» **ТЕКСТ**:
Камера буквальна. А потому если перед ее объективом происходит пусть и эмпирически постигаемое, но все же условное действие, то она и увидит ничто иное, как условное действие. Ровно так, как об этом говорил Кавальканти: «Камера воспринимает все настолько буквально, что, покажи ей актеров с костюмами, то она и увидит актеров с костюмами, а не персонажей фильма».

Другое дело, увидит ли эту искусственность зритель, чьи глаза все-таки остаются его собственными, а не превращаются в объектив камеры? На этот вопрос мы ответим позже, а пока вернемся к центральному направлению нашего суждения.

Инерция документальности, присутствующая неизбежно в каждом фильме, для которого необходима камера, усиливающая выразительность авторской выдумки, вместе с тем усиливает также и искусственность видимого действия, что в свою очередь может разрушить внутреннюю конвенцию зрителя и экрана, который по этим самым причинам перестанет верить и внешней иллюзии — т. е. восстановится внешняя дистанция.

Именно поэтому многие сознательные режиссеры-игровики стремились (и во многом продолжают это делать, судя по актуальным тенденциям) разрешить онтологически необходимый парадокс в кинематографическом ключе — расширить герметичный мир своих фантазий, как бы материализовать его, приблизить к миру действительному, физическому, тому, без которого, повторимся, камера, а следовательно, кинематограф и его «магия» невозможны.

Герметичность, «заорганизованность» игрового пространства, неизбежная в условиях необходимости авторского воплощения собственной интенции, способна нарушить конвенцию зрителя и экрана, разуверить зрителя в действительности происходящего и вскрыть, следовательно, всю его искусственность — создать дистанцию, характерную для традиционных искусств.
Получается ли решить у игровиков необходимый для их ремесла парадокс, потенциально исключающий воздействие игрового фильма как фильма и, с другой стороны, исключающий существование игрового кино как кино?

Полноценное его разрешение в пользу кино — как это мы старались показать на протяжении всего настоящего текста — возможно только в случае с кино документальным. Именно поэтому игровики старательно видоизменяют свои замкнутые фантазийные миры, впуская в них все большую инерцию документальности: размывают строгие нарративные структуры, выходят на натуру, имитируют документальную съемку и т. д.

Разметка контуров объектов
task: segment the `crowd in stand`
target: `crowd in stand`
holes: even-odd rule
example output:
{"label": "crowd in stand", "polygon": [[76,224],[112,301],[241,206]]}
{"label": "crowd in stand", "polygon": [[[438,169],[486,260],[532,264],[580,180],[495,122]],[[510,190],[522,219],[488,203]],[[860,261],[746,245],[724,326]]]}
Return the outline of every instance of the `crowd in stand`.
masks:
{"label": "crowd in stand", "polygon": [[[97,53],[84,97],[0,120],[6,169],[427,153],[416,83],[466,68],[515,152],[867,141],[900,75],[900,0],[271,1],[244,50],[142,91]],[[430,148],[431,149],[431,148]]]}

» **ЗАДАНИЯ**:
A. Что, согласно словам Кавальканти, приведенным в тексте, увидит камера, если показать ей актеров с костюмами?
B. Пожалуйста, перепишите из текста без изменений отрывок, который начинается словами «Другое дело, увидит ли» и заканчивается словами «восстановится внешняя дистанция.».

» **РЕШЕНИЯ**:
A. Актеров с костюмами, а не персонажей фильма.

B.
Другое дело, увидит ли эту искусственность зритель, чьи глаза все-таки остаются его собственными, а не превращаются в объектив камеры? На этот вопрос мы ответим позже, а пока вернемся к центральному направлению нашего суждения.

Инерция документальности, присутствующая неизбежно в каждом фильме, для которого необходима камера, усиливающая выразительность авторской выдумки, вместе с тем усиливает также и искусственность видимого действия, что в свою очередь может разрушить внутреннюю конвенцию зрителя и экрана, который по этим самым причинам перестанет верить и внешней иллюзии — т. е. восстановится внешняя дистанция.